◆ **WHAT THIS TASK INVOLVES**: Gather every line of the items below that contains the word "gray", and copy each such line in full. Treat case as significant.
───
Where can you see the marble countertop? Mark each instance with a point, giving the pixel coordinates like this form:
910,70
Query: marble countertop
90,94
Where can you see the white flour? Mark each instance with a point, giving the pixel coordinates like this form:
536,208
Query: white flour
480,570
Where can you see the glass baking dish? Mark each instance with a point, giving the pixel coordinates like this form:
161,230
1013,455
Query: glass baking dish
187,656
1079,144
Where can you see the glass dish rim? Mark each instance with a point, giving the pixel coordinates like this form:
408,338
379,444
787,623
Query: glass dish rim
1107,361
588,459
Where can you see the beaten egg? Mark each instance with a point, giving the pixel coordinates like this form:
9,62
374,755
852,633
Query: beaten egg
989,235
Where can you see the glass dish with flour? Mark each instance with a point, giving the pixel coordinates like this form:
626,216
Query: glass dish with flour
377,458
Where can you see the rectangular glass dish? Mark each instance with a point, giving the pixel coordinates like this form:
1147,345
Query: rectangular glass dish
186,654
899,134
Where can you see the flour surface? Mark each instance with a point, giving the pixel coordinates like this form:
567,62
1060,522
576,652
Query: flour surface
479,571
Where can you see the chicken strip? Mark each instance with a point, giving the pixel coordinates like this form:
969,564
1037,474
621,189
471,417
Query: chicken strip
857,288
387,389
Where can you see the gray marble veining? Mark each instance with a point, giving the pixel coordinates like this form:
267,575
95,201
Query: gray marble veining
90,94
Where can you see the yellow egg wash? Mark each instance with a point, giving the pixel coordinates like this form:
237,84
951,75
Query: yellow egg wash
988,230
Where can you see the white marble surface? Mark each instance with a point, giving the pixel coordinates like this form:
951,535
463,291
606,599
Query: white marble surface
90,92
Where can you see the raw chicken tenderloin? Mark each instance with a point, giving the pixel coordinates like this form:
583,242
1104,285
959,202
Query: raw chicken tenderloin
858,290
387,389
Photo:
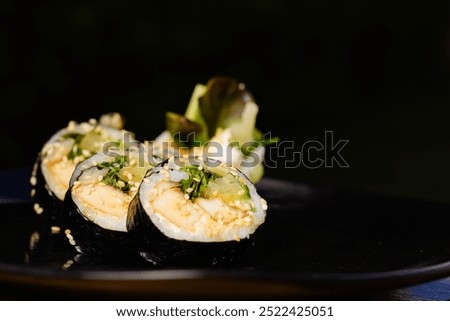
───
◆ **TASK ANSWER**:
Where can you see the gray marble veining? Mark each instance with a point, giving the pixel coordinates like this form:
Query: gray marble veining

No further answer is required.